(Rows from a dataset)

-- -- --

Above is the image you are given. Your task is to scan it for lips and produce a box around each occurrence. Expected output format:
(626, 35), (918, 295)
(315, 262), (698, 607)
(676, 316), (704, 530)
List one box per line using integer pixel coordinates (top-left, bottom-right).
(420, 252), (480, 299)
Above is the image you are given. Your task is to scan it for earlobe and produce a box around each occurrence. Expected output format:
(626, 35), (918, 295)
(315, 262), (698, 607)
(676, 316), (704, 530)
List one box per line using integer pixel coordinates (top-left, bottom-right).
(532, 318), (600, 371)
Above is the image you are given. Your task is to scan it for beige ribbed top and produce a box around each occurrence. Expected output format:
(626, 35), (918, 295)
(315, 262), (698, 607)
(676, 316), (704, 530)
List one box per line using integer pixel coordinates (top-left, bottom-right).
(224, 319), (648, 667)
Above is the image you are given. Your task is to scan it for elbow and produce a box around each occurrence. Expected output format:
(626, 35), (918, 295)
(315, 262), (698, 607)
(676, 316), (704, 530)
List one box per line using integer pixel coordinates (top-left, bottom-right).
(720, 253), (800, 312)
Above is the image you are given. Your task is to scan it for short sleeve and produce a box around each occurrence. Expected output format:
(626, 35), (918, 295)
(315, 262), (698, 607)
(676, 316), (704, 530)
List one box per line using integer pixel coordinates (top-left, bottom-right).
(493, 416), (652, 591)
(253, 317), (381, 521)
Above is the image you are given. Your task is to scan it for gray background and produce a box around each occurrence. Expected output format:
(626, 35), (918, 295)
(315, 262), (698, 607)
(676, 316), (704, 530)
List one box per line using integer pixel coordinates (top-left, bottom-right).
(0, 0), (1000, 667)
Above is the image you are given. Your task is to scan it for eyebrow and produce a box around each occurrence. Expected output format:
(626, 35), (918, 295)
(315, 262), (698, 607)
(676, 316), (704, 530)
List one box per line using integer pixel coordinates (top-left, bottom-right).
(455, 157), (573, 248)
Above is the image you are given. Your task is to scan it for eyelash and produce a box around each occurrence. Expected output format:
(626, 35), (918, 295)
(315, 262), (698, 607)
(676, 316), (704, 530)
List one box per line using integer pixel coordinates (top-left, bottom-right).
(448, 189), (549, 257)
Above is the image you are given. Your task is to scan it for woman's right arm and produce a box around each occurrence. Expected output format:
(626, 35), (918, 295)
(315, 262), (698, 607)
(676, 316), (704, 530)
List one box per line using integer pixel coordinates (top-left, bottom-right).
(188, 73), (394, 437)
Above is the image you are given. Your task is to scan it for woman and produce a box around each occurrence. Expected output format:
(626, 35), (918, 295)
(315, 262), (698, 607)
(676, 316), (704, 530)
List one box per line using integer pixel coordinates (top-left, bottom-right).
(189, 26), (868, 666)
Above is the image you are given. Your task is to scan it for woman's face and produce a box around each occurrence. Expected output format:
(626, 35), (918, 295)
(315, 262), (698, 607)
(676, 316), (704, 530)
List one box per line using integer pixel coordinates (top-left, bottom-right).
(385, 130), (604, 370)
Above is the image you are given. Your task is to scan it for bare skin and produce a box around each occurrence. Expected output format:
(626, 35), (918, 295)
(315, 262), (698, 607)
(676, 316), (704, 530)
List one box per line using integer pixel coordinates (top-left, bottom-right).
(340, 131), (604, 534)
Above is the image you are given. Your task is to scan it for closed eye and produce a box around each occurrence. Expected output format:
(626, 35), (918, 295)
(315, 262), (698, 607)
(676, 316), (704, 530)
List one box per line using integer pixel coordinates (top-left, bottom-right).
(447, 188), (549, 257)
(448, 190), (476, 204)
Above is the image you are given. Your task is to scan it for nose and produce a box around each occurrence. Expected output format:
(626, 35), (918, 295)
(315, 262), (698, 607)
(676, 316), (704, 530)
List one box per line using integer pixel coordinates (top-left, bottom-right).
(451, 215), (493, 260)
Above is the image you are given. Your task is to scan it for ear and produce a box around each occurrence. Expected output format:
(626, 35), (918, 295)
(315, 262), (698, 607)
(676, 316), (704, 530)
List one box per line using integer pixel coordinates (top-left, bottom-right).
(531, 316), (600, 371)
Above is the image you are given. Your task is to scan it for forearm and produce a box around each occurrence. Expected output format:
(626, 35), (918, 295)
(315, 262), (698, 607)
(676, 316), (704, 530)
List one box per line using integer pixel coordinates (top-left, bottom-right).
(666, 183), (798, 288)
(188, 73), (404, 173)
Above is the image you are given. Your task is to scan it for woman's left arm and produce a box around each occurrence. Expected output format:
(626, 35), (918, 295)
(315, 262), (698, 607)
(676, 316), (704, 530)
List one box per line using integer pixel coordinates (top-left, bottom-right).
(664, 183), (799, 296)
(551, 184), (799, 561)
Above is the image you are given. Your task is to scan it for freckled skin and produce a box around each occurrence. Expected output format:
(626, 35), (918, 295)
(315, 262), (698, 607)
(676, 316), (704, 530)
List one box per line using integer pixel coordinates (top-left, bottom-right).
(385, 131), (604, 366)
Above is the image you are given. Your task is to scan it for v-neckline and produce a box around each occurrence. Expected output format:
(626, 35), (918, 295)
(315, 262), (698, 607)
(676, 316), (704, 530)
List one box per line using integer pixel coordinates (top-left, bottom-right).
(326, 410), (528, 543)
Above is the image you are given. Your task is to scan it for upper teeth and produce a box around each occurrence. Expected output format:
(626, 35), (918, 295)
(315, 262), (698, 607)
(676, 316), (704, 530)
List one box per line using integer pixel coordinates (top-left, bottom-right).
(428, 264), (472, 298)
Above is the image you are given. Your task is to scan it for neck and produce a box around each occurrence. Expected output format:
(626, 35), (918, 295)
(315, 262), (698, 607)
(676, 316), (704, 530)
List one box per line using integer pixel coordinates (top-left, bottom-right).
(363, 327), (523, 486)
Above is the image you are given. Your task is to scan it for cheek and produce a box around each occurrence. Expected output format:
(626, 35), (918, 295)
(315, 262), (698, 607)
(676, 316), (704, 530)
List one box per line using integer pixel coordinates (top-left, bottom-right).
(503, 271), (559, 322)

-- -- --

--- Set exercise ---
Extract the lines above and reproduce every one of them without any change.

--- Final result ---
Above is the image you are given. Your task is to scan it for lips and produce a box around each occurrence. Expected output format:
(626, 35), (918, 295)
(315, 262), (698, 607)
(676, 316), (704, 530)
List one box per line using integer pixel coordinates (top-left, bottom-right).
(420, 252), (480, 299)
Above is the image you are given. Your task is to scan it for earlobe and produce a box around each occurrence. Expected output format:
(626, 35), (918, 295)
(315, 262), (698, 607)
(676, 316), (704, 530)
List one box per line using integer pixel coordinates (top-left, bottom-right).
(532, 318), (600, 371)
Above is the image you are given. Your task is to scan it for beige ribbed top and produce a box around each occurrence. Expected output format:
(626, 35), (918, 295)
(315, 262), (698, 607)
(676, 316), (704, 530)
List one box per line using integer pixel coordinates (top-left, bottom-right).
(224, 319), (648, 667)
Above is the image you are given. Your task is to scan it for elbow and produce a box around each occurrence. Expected output format:
(626, 35), (918, 295)
(315, 262), (698, 607)
(676, 316), (704, 530)
List one box per line using integer pixel coordinates (top-left, bottom-right).
(720, 253), (800, 312)
Above is the image you are given. Your task is to scan it for short sleeve and produce a box around each occurrence. Expected output format:
(626, 35), (918, 295)
(315, 262), (698, 607)
(676, 316), (704, 530)
List one box per line using integer pixel coordinates (top-left, bottom-right).
(493, 416), (652, 591)
(253, 317), (381, 521)
Above is the image you are given. Your task is to scan it for gray background and produce a box around each occurrence. Expected output format:
(626, 35), (918, 295)
(315, 262), (698, 607)
(676, 316), (704, 530)
List one box per line using integer pixel coordinates (top-left, bottom-right).
(0, 0), (1000, 667)
Above is the image you are given. Your task is to scan it for eyebrow and produce a box around each occurrence. Expected output format:
(626, 35), (918, 295)
(315, 262), (698, 607)
(676, 316), (704, 530)
List one box per line using integer pixel coordinates (top-left, bottom-right).
(455, 157), (573, 248)
Above is the image you are given. Your task is to scan it for eyelash and produce a box around each occurrence. Expected output format:
(626, 35), (918, 295)
(315, 262), (698, 607)
(676, 316), (704, 530)
List one box per line using integer pixel coordinates (top-left, bottom-right).
(448, 189), (549, 257)
Above is the image you are given. Your task is to scan it for woman's right arm and produce a box around each occurrence. Expected output format:
(626, 35), (918, 295)
(315, 262), (698, 607)
(676, 316), (704, 530)
List one box per line using integer pixel coordinates (top-left, bottom-right).
(188, 73), (394, 437)
Above is the image you are given. Your task is to scan it for woman and produce a box around each occurrence. Expected output format:
(626, 35), (918, 295)
(315, 262), (698, 607)
(676, 316), (704, 530)
List one box per line using integer pixel coordinates (top-left, bottom-right).
(189, 26), (868, 666)
Above is the image you are given. Your task is to scan it for woman's face and produce a box around each occurrence. Expected output format:
(626, 35), (918, 295)
(315, 262), (698, 607)
(676, 316), (704, 530)
List one box per line using integer pixel coordinates (top-left, bottom-right).
(385, 130), (604, 370)
Above is the image you are given. Your task is to scan it for bare skin and produce a box around each occurrence. Expected output format:
(626, 35), (918, 295)
(315, 262), (698, 607)
(676, 316), (704, 530)
List one box per line using integer pixel coordinates (top-left, bottom-right).
(340, 131), (604, 534)
Above is the image you are given. Your task is to scan it for closed eye and produce a box around each occurrence. Expected output format:
(626, 35), (918, 295)
(315, 262), (698, 607)
(676, 316), (704, 530)
List one box per line using integer pixel coordinates (top-left, bottom-right).
(447, 188), (549, 257)
(448, 190), (476, 204)
Above is the image you are given. Your task is to scan it for nose and produce a box around each occurrence. Expected output format:
(626, 35), (918, 295)
(315, 262), (698, 607)
(676, 316), (704, 530)
List one box per line using integer pixel coordinates (top-left, bottom-right).
(451, 215), (493, 260)
Above is the image you are given. Your task is to scan it for ear and produce a box around each occurrence. Expected output format:
(626, 35), (918, 295)
(315, 262), (698, 607)
(676, 316), (704, 530)
List one box per line using integer pixel coordinates (top-left, bottom-right).
(531, 316), (600, 371)
Above is the image you are given. Your task is to scan it for forearm and produce a box around each occurrence. Expected output format:
(626, 35), (918, 295)
(315, 262), (698, 607)
(676, 316), (704, 530)
List one box per line using integer pixel coordinates (top-left, bottom-right).
(666, 183), (798, 288)
(188, 73), (404, 173)
Above is the image you are given. Your task is to scan it for woman's left arm and produce a box around each occurrence. Expected output format:
(626, 35), (918, 295)
(315, 262), (698, 607)
(676, 316), (704, 530)
List one box per line using integer pixel coordinates (top-left, bottom-right).
(664, 183), (799, 296)
(551, 184), (799, 561)
Above is the image you are given. Your task is to scan it for freckled skin and produce a box around each occurrence. Expected output format:
(626, 35), (918, 295)
(315, 262), (698, 607)
(676, 316), (704, 530)
List one box per line using integer pixel coordinates (top-left, bottom-right).
(385, 131), (604, 366)
Above is the image you are given. Your task is to scan it for v-neckline and produce a box around each occurrence. Expected output format:
(626, 35), (918, 295)
(315, 262), (698, 607)
(676, 316), (704, 530)
List one box per line using integer pixel coordinates (top-left, bottom-right).
(326, 410), (528, 543)
Above is the image you are given. Your task is to scan it for upper teeth and produce a box around each occurrence. Expected output format:
(626, 35), (918, 295)
(315, 262), (698, 607)
(676, 316), (704, 530)
List one box per line using integer pixel coordinates (top-left, bottom-right).
(428, 264), (472, 298)
Above is the image you are given. Your task is to scan it for neck and produce a box around each occurrence. Expected output format:
(626, 35), (918, 295)
(315, 262), (698, 607)
(676, 316), (704, 530)
List one box per line using integer pixel coordinates (top-left, bottom-right).
(363, 327), (523, 486)
Above is the image you are given. Your task is to scan it for cheek and produce a box around each occurrence. Expected output format:
(626, 35), (918, 295)
(315, 262), (698, 607)
(676, 316), (704, 530)
List one box per line using integer pixel coordinates (top-left, bottom-right).
(503, 271), (559, 322)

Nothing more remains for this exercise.